--- START ---
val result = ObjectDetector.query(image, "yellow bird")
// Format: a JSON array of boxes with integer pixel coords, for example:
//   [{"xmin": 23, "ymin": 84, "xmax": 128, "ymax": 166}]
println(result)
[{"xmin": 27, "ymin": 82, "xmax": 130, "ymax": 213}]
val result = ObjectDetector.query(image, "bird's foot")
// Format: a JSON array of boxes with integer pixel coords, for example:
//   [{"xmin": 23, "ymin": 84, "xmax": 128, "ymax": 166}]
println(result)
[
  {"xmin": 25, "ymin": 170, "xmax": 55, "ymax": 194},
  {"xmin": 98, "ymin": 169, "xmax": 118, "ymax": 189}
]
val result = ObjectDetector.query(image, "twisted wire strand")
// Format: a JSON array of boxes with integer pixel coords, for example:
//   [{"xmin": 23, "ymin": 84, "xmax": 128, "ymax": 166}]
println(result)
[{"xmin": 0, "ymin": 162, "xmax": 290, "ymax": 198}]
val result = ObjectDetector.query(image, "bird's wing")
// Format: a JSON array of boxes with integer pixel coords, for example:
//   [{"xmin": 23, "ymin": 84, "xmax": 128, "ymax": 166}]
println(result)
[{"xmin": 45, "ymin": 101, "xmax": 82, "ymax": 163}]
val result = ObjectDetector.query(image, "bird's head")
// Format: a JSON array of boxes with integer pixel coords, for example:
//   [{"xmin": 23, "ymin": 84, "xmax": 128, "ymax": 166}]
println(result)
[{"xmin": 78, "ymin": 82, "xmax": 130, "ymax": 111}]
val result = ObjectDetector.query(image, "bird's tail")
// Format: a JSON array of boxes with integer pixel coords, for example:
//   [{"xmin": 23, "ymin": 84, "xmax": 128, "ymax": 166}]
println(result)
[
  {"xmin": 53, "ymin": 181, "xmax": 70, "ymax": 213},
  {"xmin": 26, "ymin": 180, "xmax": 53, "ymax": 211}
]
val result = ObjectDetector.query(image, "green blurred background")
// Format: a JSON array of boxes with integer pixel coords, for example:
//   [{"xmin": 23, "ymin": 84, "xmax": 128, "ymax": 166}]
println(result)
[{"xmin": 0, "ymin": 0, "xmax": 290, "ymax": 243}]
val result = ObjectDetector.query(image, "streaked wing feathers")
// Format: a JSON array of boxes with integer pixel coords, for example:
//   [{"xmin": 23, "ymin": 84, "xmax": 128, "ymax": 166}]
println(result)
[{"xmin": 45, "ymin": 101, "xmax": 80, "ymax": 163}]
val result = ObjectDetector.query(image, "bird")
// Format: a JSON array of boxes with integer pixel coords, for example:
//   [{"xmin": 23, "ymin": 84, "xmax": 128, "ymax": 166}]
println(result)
--- END ---
SHORT TASK:
How many lines in the rows contain the string "wing"? Reply with the number alone.

RESULT OF THE EXERCISE:
2